[Photo-based referring expression data]
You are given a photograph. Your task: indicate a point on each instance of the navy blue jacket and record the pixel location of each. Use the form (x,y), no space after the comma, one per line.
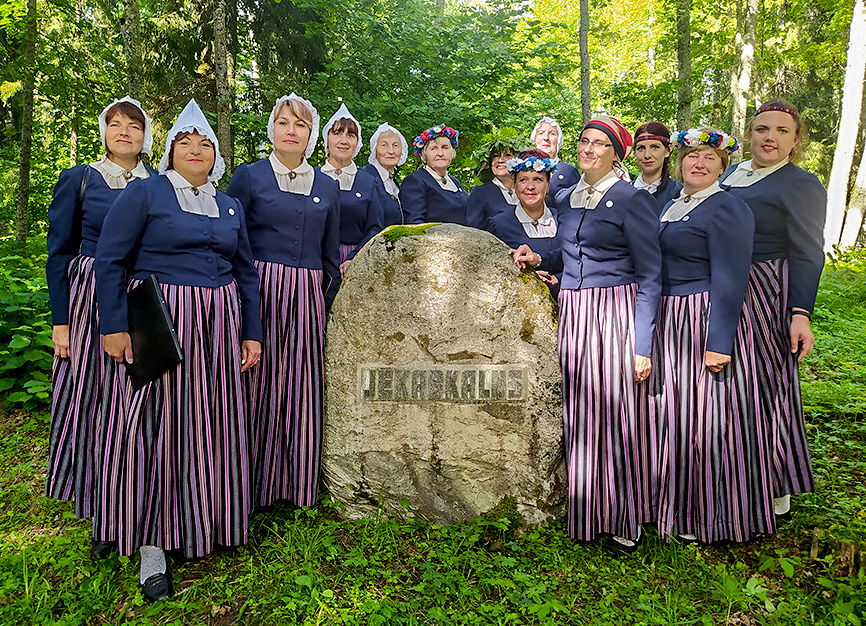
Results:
(423,200)
(710,249)
(393,214)
(566,175)
(74,227)
(790,206)
(486,201)
(146,232)
(670,192)
(508,228)
(362,213)
(614,244)
(289,228)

YOUR ASSIGNMENT:
Copy out every line of the data exactly, leaving the images behind.

ANSWER SPACE:
You are given a photograph. Your task: indicate a point on each instance of the navy blue jacket and record the pixel location of each. Use the form (x,y), no space after the comma, one per line.
Results:
(423,200)
(710,249)
(393,214)
(566,175)
(74,227)
(790,206)
(486,201)
(146,232)
(670,192)
(508,228)
(362,213)
(614,244)
(289,228)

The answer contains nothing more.